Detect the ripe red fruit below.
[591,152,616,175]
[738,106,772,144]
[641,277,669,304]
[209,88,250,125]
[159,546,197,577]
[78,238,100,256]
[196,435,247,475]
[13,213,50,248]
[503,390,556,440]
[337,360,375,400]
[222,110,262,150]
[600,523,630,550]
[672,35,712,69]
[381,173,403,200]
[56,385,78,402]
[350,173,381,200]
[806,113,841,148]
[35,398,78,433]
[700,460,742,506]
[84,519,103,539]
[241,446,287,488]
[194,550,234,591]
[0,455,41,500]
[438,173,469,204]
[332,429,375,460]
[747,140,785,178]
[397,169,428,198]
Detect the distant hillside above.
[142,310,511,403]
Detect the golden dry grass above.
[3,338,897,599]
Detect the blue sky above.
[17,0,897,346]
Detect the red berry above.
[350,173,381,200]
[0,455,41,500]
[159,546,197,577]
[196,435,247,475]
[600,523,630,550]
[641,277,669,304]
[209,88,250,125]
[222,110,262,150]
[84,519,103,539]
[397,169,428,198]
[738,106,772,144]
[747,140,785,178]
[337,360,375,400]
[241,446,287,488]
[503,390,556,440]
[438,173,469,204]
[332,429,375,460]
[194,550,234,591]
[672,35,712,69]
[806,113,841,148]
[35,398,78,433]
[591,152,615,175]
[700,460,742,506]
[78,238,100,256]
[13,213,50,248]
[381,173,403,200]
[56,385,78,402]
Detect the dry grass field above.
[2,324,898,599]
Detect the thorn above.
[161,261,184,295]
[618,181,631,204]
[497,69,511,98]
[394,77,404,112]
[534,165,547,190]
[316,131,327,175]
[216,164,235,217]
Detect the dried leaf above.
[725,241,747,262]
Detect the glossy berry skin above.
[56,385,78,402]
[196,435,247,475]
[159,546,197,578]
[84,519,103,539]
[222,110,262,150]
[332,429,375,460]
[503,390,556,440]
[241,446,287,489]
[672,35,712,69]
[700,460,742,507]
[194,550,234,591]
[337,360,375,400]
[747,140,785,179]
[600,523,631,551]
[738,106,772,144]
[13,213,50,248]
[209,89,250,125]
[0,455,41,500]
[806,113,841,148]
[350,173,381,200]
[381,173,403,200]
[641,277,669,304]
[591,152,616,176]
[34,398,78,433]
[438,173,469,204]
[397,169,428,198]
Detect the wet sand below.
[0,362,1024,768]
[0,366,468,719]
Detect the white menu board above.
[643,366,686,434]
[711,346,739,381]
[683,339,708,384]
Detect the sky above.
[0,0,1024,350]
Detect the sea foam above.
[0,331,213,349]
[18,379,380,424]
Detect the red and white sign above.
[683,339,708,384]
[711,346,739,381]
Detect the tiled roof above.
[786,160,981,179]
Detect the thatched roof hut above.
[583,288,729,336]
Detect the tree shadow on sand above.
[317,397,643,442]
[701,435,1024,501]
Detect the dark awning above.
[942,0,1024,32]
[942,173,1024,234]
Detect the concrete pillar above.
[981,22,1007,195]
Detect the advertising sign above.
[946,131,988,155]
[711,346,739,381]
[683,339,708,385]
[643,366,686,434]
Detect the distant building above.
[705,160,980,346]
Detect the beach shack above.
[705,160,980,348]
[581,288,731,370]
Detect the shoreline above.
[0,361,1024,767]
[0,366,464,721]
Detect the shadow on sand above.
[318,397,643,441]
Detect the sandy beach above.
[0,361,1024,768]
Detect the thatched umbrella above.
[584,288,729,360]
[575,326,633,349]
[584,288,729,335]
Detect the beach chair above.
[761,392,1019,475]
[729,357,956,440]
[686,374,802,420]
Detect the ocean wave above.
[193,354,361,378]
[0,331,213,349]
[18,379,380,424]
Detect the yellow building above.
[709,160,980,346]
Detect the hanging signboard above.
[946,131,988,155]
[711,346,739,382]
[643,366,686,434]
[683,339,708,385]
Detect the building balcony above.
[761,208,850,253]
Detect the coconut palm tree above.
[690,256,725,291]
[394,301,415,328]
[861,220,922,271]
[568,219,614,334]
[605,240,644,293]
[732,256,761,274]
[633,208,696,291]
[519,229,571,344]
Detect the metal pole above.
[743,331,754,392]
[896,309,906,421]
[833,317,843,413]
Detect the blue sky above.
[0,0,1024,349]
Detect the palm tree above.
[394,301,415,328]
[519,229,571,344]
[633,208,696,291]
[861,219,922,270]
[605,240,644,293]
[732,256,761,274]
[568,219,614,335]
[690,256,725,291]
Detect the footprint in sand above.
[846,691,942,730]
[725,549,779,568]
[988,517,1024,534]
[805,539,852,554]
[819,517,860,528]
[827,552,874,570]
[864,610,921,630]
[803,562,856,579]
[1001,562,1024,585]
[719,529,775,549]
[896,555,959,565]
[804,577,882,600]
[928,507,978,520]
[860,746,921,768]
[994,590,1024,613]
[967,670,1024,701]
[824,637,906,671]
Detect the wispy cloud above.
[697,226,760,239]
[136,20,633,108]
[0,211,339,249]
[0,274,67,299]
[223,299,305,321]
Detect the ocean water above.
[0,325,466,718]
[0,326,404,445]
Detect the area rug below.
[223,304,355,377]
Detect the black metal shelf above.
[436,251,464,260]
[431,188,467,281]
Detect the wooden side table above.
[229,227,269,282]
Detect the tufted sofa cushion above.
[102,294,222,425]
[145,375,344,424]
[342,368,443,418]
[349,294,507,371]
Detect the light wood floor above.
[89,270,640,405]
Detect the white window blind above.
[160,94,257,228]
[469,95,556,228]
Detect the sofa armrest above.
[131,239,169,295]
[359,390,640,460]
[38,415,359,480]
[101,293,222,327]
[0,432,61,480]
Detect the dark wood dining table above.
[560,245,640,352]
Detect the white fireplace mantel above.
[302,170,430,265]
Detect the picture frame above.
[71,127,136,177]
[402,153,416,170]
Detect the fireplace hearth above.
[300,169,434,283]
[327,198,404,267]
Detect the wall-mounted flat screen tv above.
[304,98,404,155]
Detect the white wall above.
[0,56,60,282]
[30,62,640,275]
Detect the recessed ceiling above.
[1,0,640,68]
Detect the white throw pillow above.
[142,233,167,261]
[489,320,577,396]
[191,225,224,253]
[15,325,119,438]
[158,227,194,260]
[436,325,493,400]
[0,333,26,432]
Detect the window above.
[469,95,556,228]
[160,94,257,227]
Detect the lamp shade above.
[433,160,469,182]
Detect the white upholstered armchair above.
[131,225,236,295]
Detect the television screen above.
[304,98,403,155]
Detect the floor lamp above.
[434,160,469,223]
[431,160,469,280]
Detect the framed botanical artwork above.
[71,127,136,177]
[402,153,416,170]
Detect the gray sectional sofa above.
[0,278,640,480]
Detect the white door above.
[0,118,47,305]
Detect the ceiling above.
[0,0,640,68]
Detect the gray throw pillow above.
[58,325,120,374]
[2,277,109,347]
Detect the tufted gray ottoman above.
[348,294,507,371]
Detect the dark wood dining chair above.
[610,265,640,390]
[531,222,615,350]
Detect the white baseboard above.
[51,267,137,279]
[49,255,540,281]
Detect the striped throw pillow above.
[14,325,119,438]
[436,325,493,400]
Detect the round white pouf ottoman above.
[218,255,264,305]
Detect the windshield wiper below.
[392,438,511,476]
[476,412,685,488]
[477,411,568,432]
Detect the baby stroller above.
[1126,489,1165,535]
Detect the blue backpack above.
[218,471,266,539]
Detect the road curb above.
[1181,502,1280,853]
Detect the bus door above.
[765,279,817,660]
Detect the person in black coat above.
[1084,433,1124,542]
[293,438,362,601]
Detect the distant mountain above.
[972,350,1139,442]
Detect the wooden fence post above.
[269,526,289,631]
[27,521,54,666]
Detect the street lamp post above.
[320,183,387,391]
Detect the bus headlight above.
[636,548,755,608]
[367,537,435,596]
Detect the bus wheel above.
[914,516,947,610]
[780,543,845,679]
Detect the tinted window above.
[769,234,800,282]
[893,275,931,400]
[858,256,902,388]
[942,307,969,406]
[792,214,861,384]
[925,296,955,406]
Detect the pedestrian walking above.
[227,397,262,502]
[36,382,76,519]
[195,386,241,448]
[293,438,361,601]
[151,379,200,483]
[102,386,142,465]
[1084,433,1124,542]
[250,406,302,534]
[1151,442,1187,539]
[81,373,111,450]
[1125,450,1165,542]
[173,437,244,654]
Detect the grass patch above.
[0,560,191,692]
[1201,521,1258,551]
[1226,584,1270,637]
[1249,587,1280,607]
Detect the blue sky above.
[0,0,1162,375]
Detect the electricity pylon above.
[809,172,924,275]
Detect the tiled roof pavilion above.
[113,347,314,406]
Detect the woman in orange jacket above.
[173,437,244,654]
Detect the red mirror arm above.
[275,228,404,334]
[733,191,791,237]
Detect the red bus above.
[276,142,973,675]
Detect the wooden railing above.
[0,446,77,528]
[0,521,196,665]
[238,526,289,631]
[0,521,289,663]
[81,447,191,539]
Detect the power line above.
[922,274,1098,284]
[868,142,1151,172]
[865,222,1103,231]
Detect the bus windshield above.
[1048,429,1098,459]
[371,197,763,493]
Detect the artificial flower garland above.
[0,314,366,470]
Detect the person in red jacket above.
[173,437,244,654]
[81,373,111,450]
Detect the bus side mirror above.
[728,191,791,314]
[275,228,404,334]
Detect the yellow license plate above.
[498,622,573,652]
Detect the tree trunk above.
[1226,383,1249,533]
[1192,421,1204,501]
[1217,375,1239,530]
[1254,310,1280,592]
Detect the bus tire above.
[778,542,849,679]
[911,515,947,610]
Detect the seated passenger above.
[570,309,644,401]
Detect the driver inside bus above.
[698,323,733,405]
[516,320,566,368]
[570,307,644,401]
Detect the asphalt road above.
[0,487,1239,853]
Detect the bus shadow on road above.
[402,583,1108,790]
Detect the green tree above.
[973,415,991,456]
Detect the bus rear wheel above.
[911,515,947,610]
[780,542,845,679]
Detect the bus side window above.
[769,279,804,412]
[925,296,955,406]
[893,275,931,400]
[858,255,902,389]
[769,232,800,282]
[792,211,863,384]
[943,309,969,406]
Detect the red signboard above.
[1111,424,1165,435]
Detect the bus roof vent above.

::::

→ **Aim**
Render the lines of the listing above as a Markdown table with the columns Row and Line, leaving out blank lines. Cover only the span from the line containing "Detect the dark wood dining chair above." up to and including the line containing "[367,537,435,596]".

→ **Final result**
| Row | Line |
|---|---|
| 1 | Detect the dark wood dining chair above. |
| 2 | [610,265,640,390] |
| 3 | [531,222,615,350] |
| 4 | Detect the white baseboard above. |
| 5 | [51,267,137,279] |
| 6 | [49,255,540,281] |
| 7 | Detect the striped throw pillow above. |
| 8 | [14,325,119,438] |
| 9 | [436,325,493,400] |
| 10 | Detect the round white pouf ottoman above. |
| 11 | [218,255,264,305] |
| 12 | Detect the windshield wiper below. |
| 13 | [392,438,511,476] |
| 14 | [476,412,685,488] |
| 15 | [477,411,568,432] |
| 16 | Detect the baby stroller above. |
| 17 | [1126,489,1165,535] |
| 18 | Detect the blue backpack above. |
| 19 | [218,471,266,539] |
| 20 | Detect the road curb above. |
| 21 | [1181,502,1280,853] |
| 22 | Detect the bus door above. |
| 23 | [765,279,817,660] |
| 24 | Detect the person in black coat above. |
| 25 | [1084,433,1124,542] |
| 26 | [293,438,362,601] |
| 27 | Detect the distant mountain above. |
| 28 | [972,350,1139,442] |
| 29 | Detect the wooden fence post above. |
| 30 | [269,526,289,631] |
| 31 | [27,521,54,666] |
| 32 | Detect the street lamp post above. |
| 33 | [320,183,387,391] |
| 34 | Detect the bus headlight above. |
| 35 | [636,548,755,608] |
| 36 | [367,537,435,596] |